Segmentation mask data
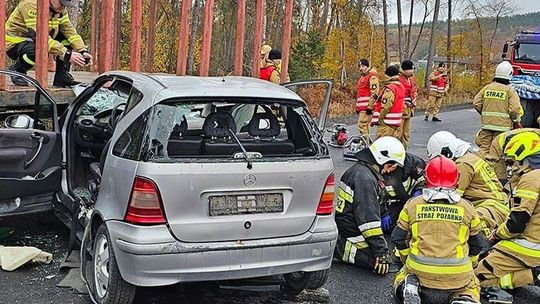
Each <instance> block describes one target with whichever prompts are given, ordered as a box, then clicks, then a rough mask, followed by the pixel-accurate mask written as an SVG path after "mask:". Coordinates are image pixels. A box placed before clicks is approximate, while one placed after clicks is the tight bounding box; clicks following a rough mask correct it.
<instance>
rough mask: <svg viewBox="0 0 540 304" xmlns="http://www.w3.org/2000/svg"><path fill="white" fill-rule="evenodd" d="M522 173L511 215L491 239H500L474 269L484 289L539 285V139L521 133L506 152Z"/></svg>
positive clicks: (539, 200) (531, 134)
mask: <svg viewBox="0 0 540 304" xmlns="http://www.w3.org/2000/svg"><path fill="white" fill-rule="evenodd" d="M504 154H505V157H506V158H507V160H511V161H513V162H514V165H515V166H517V167H520V168H518V170H516V171H519V172H520V173H519V174H516V175H519V176H517V184H516V185H515V186H513V189H512V193H513V207H512V211H511V212H510V215H509V216H508V218H507V219H506V221H505V223H504V224H502V225H501V226H500V227H499V228H498V229H497V231H496V232H495V233H494V234H493V235H492V237H491V238H490V239H491V240H492V241H497V240H500V241H499V242H498V243H497V244H496V245H495V246H493V249H492V251H491V252H490V253H489V255H488V256H487V257H486V258H484V259H483V260H481V261H480V262H479V263H478V267H477V268H476V270H475V273H476V275H477V276H478V279H479V280H480V285H481V286H486V287H487V286H489V287H500V288H503V289H514V288H518V287H521V286H525V285H533V284H534V285H536V286H540V233H539V231H540V200H539V193H540V136H539V135H538V134H535V133H530V132H526V133H520V134H517V135H516V136H514V137H512V139H511V140H510V141H509V142H508V144H507V145H506V147H505V150H504Z"/></svg>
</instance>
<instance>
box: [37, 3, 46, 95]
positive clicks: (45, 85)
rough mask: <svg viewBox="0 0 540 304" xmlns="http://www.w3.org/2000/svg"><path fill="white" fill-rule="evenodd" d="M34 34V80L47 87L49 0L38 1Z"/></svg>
mask: <svg viewBox="0 0 540 304" xmlns="http://www.w3.org/2000/svg"><path fill="white" fill-rule="evenodd" d="M36 28H37V33H36V60H35V62H36V65H35V69H36V80H37V81H38V82H39V83H40V84H41V86H42V87H44V88H46V87H47V86H48V81H49V80H48V76H49V75H48V71H47V65H48V59H49V51H48V47H47V46H48V40H49V0H38V3H37V26H36Z"/></svg>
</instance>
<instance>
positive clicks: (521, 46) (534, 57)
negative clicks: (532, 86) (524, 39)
mask: <svg viewBox="0 0 540 304" xmlns="http://www.w3.org/2000/svg"><path fill="white" fill-rule="evenodd" d="M514 60H515V61H516V62H523V63H540V44H536V43H520V44H519V47H518V48H516V51H515V53H514Z"/></svg>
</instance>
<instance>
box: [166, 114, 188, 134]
mask: <svg viewBox="0 0 540 304" xmlns="http://www.w3.org/2000/svg"><path fill="white" fill-rule="evenodd" d="M187 128H188V126H187V119H186V116H185V115H183V116H182V122H180V124H175V125H174V128H173V130H172V132H171V136H170V137H169V139H180V138H182V137H183V136H184V135H186V133H187Z"/></svg>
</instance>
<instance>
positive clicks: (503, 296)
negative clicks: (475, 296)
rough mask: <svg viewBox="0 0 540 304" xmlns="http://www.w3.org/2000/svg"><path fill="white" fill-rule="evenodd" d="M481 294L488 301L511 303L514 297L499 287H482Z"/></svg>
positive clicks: (489, 301)
mask: <svg viewBox="0 0 540 304" xmlns="http://www.w3.org/2000/svg"><path fill="white" fill-rule="evenodd" d="M481 295H482V297H483V298H486V299H488V301H489V303H494V304H512V303H513V302H514V297H513V296H512V295H511V294H509V293H508V292H506V291H504V290H502V289H500V288H495V287H482V290H481Z"/></svg>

- Problem statement -
Repeat exactly and only the lines from the start of the data above through the line that holds "173L511 215L491 239H500L474", inclusive. Pictures do not belong in the copy.

- Written response -
Each <instance> block describes one target with whichever prompts are given, ordered as a box, then clicks, then a rough mask, followed by the pixel-accurate mask written as an SVG path after "mask:". Coordinates are image pixels. A box placed before clicks is approximate, while one placed after clicks is the tight bounding box; clicks following a rough mask correct it.
<instance>
rough mask: <svg viewBox="0 0 540 304" xmlns="http://www.w3.org/2000/svg"><path fill="white" fill-rule="evenodd" d="M522 173L511 215L491 239H500L474 269L484 289L539 285V139L521 133L506 152Z"/></svg>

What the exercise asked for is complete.